Natural language region descriptions:

↓

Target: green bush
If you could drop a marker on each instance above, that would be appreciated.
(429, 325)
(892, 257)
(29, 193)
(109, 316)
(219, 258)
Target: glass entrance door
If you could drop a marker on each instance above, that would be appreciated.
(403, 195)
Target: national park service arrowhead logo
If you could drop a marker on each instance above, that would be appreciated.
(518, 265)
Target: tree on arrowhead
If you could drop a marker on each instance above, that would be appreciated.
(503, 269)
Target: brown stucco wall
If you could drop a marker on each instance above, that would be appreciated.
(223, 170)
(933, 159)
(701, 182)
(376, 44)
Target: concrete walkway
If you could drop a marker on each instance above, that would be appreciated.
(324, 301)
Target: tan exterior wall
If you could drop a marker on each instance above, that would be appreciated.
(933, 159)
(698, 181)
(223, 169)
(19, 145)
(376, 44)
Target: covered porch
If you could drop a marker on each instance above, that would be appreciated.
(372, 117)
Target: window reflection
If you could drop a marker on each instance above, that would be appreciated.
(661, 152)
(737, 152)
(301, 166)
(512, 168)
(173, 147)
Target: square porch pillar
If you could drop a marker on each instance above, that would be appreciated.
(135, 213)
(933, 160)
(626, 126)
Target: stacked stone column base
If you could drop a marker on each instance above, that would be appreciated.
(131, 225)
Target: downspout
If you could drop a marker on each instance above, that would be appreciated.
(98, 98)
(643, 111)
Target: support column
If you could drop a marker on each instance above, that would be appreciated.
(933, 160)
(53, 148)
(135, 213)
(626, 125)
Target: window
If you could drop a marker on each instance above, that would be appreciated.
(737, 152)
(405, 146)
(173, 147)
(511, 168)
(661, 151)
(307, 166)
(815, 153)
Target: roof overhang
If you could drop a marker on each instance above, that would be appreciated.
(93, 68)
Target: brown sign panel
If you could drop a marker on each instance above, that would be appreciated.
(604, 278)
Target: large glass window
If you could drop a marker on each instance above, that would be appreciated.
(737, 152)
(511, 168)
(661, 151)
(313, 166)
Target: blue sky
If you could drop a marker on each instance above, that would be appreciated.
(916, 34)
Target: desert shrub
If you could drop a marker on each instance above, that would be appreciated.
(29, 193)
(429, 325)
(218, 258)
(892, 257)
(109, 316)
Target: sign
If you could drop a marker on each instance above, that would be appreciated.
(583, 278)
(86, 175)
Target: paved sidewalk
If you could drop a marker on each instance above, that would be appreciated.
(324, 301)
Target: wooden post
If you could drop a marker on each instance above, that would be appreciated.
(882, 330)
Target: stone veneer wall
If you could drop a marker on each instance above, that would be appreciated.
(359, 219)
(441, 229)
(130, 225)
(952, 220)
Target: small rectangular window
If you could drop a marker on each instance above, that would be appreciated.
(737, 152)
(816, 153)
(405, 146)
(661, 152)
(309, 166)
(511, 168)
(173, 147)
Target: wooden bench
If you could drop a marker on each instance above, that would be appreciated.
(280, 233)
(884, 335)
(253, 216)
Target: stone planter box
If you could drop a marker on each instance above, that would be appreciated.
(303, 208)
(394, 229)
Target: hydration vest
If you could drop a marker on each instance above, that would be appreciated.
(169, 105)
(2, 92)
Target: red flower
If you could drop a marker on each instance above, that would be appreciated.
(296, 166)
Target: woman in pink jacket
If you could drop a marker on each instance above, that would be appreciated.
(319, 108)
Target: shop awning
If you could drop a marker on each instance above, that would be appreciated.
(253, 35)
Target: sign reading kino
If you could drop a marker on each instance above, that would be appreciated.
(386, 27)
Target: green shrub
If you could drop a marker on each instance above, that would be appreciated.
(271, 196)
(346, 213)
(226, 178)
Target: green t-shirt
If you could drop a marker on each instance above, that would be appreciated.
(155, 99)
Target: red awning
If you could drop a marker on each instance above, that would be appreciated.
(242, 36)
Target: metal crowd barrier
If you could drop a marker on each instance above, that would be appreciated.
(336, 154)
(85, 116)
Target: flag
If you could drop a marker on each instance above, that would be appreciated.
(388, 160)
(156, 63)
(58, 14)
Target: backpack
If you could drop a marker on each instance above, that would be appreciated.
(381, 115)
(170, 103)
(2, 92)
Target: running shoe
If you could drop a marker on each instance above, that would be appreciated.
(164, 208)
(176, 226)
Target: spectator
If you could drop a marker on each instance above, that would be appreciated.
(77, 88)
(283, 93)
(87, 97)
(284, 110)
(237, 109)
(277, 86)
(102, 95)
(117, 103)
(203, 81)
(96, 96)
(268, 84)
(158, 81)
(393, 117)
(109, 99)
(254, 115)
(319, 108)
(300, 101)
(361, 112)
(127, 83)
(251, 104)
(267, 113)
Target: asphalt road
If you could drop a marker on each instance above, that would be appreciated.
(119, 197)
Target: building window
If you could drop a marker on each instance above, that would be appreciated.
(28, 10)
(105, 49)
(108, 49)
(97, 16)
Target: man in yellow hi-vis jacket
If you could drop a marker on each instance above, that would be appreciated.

↑

• WHAT THIS TASK INVOLVES:
Where the string "arrowhead" appears in a line of the entries above, return that line.

• SOLUTION TO THIS TASK:
Target: national park service arrowhead logo
Target: tree on arrowhead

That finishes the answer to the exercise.